• South Carolina: Lawmakers Introduce Medical Marijuana Legislation
  • March 8, 2017 | Authors: David D. Ebersole; David M. Kall; Susan Millradt McGlone
  • Law Firms: McDonald Hopkins LLC - Columbus Office; McDonald Hopkins LLC - Cleveland Office
  • The Palmetto State currently has no laws permitting the use of marijuana, recreationally or medically. However, change may be afoot on the medical front; Sen. Tom Davis used Facebook to drum up support his new medical cannabis initiative, launched on Jan. 10, 2017. Quoting polls showing that 78 percent of South Carolinians support medical marijuana, he asserted that “[t]his year's legislative push is broad-based, bi-partisan, very focused and well-organized.” 

    Along with Rep. Peter McCoy, Sen. Davis introduced S 212, the South Carolina Compassionate Care Act. This is Sen. Davis’ second marijuana related measure; the first was his 2014 law that legalized marijuana oil when prescribed by a doctor. In an interview with the Statehouse Report, Sen. Davis noted that his proposal “borrows heavily from states with successful medical marijuana programs, has bipartisan support and [numerous] cosponsors.”

    Many components of the act are now familiar because 28 states have legalized medical marijuana. Key among these are the following: 

    Taxes, fees and regulations: The act requires the Department of Health and Environmental Control to promulgate regulations and create sales tax exemptions.

┄┄┄┄┄┄┄┄┄┄

- TASKS TO PERFORM -
a - Name every author listed for the article on South Carolina's medical marijuana legislation.
b - Pick up the article on South Carolina's medical marijuana legislation after its last sentence and continue it.
The material that comes next is separate from the article on South Carolina's medical marijuana bill.

- Natural-language object grounding data -
┄┄┄┄┄┄┄┄┄┄

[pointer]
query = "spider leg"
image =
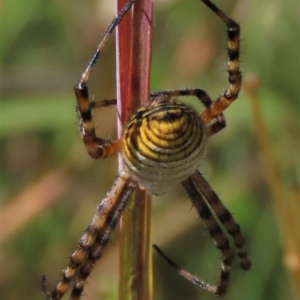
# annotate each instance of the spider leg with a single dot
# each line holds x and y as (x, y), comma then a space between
(96, 147)
(102, 239)
(235, 77)
(103, 103)
(225, 218)
(214, 125)
(107, 214)
(217, 235)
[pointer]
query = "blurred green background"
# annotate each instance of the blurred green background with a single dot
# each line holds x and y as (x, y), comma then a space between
(49, 187)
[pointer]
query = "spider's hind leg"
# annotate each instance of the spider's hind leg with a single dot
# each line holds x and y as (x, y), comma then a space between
(218, 236)
(225, 218)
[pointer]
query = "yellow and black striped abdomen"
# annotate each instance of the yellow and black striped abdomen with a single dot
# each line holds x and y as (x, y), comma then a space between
(163, 144)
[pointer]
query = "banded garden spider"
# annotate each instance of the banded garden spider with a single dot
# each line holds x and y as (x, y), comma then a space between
(162, 145)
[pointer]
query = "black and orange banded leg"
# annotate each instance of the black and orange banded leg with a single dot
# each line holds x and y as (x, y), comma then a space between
(102, 240)
(103, 222)
(218, 236)
(225, 218)
(96, 147)
(235, 77)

┄┄┄┄┄┄┄┄┄┄

- SOLVED PROBLEMS -
a - David D. Ebersole, David M. Kall, Susan Millradt McGlone

b -
    What constitutes a qualified patient: A person with a debilitating medical condition who possesses a valid registry identification card issued by the department. 

    What constitutes a debilitating condition: Cancer, glaucoma, positive status for human immunodeficiency virus (HIV), acquired immune deficiency syndrome (AIDS), hepatitis C, amyotrophic lateral sclerosis, Crohn's disease, ulcerative colitis, agitation of Alzheimer's disease, post-traumatic stress disorder (PTSD), autism, idiopathic pulmonary fibrosis, Parkinson's disease, neural-tube defects; or a chronic or debilitating disease or medical condition or its treatment that produces one or more of the following: cachexia or wasting syndrome; severe, debilitating pain; severe nausea; seizures; neurological disorders; or severe and persistent muscle spasms including those characteristic of multiple sclerosis; or any other serious medical condition or its treatment added by the Medical Cannabis Advisory Board.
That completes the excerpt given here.